• _Text excerpt_:

· · ·

For each layout the harness replays two access patterns and reports the
measured device read amplification:

| Access | What it shows |
|--------|---------------|
| neighbor | locality *value*: RA_fetch drops from `natural` to `metis` |
| page | the *gap*: RA_signal stays near the ~4.3x floor for every layout |

The neighbor pattern expands random training seeds to their sampled
neighborhood, so a locality-aware layout keeps those neighbors on a few
pages and the device serves far fewer reads. The page pattern sweeps whole
training pages; there RA_fetch is ~1x for any layout, but only a fraction
of nodes per page are supervised, so RA_signal — bytes read per supervised
node — cannot drop below the ~4.3x floor no matter how good the layout is.

· · ·

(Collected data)
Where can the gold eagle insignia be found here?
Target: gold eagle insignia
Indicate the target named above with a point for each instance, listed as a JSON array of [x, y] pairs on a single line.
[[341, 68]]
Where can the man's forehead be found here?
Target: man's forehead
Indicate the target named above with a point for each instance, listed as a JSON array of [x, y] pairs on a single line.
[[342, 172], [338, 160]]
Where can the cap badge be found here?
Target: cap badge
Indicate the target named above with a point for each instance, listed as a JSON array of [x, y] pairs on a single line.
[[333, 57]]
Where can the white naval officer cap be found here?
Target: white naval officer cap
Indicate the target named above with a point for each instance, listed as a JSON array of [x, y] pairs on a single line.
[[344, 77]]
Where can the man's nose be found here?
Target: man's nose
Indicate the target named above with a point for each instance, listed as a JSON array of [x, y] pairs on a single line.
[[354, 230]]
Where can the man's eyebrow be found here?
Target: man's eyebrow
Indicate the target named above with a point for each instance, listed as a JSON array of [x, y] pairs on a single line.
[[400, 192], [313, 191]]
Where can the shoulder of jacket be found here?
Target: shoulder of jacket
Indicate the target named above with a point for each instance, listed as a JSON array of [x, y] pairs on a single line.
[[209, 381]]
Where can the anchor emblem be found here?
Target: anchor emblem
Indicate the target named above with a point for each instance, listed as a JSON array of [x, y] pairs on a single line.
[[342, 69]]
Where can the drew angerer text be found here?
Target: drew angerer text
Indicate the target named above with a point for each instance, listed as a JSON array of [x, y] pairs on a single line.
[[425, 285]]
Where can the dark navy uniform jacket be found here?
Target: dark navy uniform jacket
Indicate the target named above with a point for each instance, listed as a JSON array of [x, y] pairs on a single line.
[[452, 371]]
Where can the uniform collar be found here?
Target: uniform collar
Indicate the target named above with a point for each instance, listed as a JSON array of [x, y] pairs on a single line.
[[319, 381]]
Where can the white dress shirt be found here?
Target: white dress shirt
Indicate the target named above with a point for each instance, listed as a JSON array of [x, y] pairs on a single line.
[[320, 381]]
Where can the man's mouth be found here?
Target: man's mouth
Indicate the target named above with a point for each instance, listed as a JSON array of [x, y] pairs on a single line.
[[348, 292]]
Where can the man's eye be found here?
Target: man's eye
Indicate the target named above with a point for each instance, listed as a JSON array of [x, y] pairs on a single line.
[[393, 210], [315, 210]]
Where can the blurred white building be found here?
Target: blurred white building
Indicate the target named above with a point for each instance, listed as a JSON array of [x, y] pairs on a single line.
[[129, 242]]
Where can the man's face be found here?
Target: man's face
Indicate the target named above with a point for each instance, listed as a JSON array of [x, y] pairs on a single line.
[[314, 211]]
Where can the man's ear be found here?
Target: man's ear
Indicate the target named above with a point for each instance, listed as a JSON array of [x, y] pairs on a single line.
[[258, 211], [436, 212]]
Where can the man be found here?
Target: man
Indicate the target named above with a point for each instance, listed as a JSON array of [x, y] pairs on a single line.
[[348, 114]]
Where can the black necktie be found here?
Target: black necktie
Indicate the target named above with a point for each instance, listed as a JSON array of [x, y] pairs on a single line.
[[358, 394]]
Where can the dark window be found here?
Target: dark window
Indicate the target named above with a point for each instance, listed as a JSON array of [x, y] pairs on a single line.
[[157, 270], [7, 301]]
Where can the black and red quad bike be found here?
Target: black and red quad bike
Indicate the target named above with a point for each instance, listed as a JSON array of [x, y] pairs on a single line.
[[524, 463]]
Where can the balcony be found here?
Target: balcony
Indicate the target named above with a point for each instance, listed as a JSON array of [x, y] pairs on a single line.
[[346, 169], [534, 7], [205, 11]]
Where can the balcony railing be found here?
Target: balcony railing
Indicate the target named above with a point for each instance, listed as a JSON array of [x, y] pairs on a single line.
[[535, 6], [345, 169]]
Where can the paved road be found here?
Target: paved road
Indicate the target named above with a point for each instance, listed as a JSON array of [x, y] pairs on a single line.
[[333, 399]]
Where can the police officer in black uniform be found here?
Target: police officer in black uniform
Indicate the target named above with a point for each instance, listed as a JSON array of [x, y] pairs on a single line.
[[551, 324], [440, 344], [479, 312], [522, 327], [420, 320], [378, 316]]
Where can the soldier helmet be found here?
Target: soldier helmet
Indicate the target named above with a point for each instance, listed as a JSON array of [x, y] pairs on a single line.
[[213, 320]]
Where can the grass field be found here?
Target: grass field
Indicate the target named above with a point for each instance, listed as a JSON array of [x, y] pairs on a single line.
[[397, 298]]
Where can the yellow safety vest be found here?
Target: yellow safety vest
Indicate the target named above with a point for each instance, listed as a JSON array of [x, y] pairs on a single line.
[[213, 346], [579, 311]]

· · ·

• _List of tasks_:
1/ Can you reproduce the stretch of the read amplification passage from "For each layout" through "the layout is."?
2/ Would you pick up the passage on read amplification across layouts and continue it past its final sentence?

• _Outputs for the tasks_:
1/
For each layout the harness replays two access patterns and reports the
measured device read amplification:

| Access | What it shows |
|--------|---------------|
| neighbor | locality *value*: RA_fetch drops from `natural` to `metis` |
| page | the *gap*: RA_signal stays near the ~4.3x floor for every layout |

The neighbor pattern expands random training seeds to their sampled
neighborhood, so a locality-aware layout keeps those neighbors on a few
pages and the device serves far fewer reads. The page pattern sweeps whole
training pages; there RA_fetch is ~1x for any layout, but only a fraction
of nodes per page are supervised, so RA_signal — bytes read per supervised
node — cannot drop below the ~4.3x floor no matter how good the layout is.

2/
That floor is the gap the layout work leaves open, and it is exactly what
an external observer should be able to confirm with their own counters.

Results land in `results/gnn/force_ssd_ra.json` next to the printed table.
To force the working set past page cache without O_DIRECT, set
`CONFIG_GNN_FRAUD_SSD_INFLATE_GB` (replicates the store) or
`CONFIG_GNN_FRAUD_SSD_DROP_CACHES`.

## Files

- `gnn/run_gnn.py` — config-driven entry point (what `make` runs)
- `gnn/benchmark.py` — NeighborLoader vs Page-Aware (in-RAM)
- `gnn/benchmark_ssd.py` — force-ssd real-I/O layout comparison
- `gnn/ssd_feature_store.py` — on-disk feature store (O_DIRECT reads)
- `gnn/benchmark_fim.py` — FIM ablation harness
- `gnn/scripts/build_graph_layout.py` — layout builder (natural/random/bfs/metis)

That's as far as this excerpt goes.